------ DATA PROVIDED

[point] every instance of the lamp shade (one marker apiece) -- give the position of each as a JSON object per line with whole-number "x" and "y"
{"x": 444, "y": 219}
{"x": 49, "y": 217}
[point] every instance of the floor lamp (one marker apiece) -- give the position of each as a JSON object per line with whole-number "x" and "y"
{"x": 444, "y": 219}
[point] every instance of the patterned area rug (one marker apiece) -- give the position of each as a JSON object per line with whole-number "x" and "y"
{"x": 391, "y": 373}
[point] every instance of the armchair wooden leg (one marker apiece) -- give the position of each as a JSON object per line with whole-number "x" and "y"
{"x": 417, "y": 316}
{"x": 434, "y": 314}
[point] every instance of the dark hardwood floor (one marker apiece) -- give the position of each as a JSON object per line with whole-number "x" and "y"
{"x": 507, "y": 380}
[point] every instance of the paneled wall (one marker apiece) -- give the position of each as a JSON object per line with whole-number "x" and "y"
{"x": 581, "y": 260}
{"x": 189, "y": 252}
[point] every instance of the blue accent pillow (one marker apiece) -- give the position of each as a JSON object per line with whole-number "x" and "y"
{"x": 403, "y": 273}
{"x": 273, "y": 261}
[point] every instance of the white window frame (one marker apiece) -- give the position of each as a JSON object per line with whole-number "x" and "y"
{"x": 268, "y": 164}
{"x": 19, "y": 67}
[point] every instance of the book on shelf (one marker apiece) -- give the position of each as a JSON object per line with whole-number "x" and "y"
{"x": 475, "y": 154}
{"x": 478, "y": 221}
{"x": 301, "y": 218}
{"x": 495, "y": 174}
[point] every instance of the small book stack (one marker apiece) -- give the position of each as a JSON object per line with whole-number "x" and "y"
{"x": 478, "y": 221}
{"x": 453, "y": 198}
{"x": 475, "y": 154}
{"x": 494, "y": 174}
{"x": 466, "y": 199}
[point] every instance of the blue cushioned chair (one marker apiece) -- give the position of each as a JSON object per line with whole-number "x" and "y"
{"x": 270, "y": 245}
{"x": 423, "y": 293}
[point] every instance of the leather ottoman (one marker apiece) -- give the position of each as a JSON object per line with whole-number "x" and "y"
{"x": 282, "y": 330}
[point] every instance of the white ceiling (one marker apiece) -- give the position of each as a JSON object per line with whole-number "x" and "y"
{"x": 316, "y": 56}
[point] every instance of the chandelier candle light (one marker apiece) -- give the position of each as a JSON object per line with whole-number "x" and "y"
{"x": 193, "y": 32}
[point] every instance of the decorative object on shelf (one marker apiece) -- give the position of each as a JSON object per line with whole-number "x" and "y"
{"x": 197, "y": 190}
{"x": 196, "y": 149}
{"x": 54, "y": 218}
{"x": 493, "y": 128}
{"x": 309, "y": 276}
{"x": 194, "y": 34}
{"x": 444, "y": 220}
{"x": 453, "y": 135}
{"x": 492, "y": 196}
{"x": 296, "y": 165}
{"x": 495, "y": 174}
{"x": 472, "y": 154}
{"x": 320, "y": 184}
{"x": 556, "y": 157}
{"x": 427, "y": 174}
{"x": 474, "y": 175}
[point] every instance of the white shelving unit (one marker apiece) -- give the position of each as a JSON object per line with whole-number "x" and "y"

------------

SHORT TASK: Reproduce all of the rows above word for word.

SOLUTION TO THE EXERCISE:
[point] every instance of the lamp shade (one marker apiece) -- give the position of each as a JSON object per line with whole-number "x" and "y"
{"x": 444, "y": 219}
{"x": 49, "y": 217}
[point] every instance of the floor lamp (one marker apiece) -- give the position of each as a JSON object per line with whole-number "x" and "y"
{"x": 444, "y": 219}
[point] every instance of the patterned area rug (one marker apiece) -- give the position of each as a JSON object per line with whole-number "x" and "y"
{"x": 391, "y": 373}
[point] every instance of the armchair wooden leg (one marker apiece) -- give the position of each as a JSON object per line with whole-number "x" and "y"
{"x": 417, "y": 316}
{"x": 434, "y": 314}
[point] every instance of the dark hardwood floor (one marker apiece) -- give the position of each as a JSON object per line with whole-number "x" and "y"
{"x": 507, "y": 380}
[point] every instance of the paneled wall (one marker apiece) -- give the position of each as a JSON object per line with whole-number "x" and "y"
{"x": 581, "y": 260}
{"x": 189, "y": 252}
[point] every instance of the blue accent pillow (one marker apiece) -- give the position of each as a JSON object per line with whole-number "x" and "y"
{"x": 403, "y": 273}
{"x": 273, "y": 261}
[point] every instance of the white window frame (one marker apiece) -- give the position of each as a JSON object per line with whole-number "x" and "y"
{"x": 268, "y": 164}
{"x": 19, "y": 67}
[point] every instance of the book on shelf (one marker apiece) -- give the position of each as a JSON object per line with whole-number "x" and "y"
{"x": 475, "y": 154}
{"x": 478, "y": 221}
{"x": 301, "y": 218}
{"x": 495, "y": 174}
[point] every instance of the small book stack (one marker apiece) -- give the position of each as a JSON object per line with whole-number "x" and "y"
{"x": 478, "y": 221}
{"x": 453, "y": 198}
{"x": 475, "y": 154}
{"x": 494, "y": 174}
{"x": 466, "y": 199}
[point] every instance of the blue cushioned chair (one marker apiece) -- give the position of each as a JSON object per line with whole-number "x" and "y"
{"x": 270, "y": 245}
{"x": 423, "y": 293}
[point] every instance of the leather ottoman (one marker apiece) -- give the position of each as a JSON object per line with whole-number "x" and "y"
{"x": 282, "y": 330}
[point] every instance of the white ceiling (one marker apiece) -- give the position of each as a JSON object per line with whole-number "x" and "y"
{"x": 316, "y": 56}
[point] every instance of the chandelier candle light (one marker apiece) -- give the position of each as a JSON object per line with whole-number "x" and "y"
{"x": 193, "y": 32}
[point] every instance of the decorative object on shelf (one marker apiece) -- give the position of each as a JSON object per line with whole-number "x" and "y"
{"x": 197, "y": 190}
{"x": 196, "y": 149}
{"x": 54, "y": 218}
{"x": 493, "y": 128}
{"x": 309, "y": 276}
{"x": 194, "y": 34}
{"x": 444, "y": 220}
{"x": 453, "y": 135}
{"x": 492, "y": 196}
{"x": 296, "y": 165}
{"x": 495, "y": 174}
{"x": 472, "y": 154}
{"x": 320, "y": 184}
{"x": 556, "y": 157}
{"x": 427, "y": 174}
{"x": 474, "y": 175}
[point] every instance of the white shelving unit (one marker apiece) -- give the position of each as a JSON object per line with whole-number "x" and "y"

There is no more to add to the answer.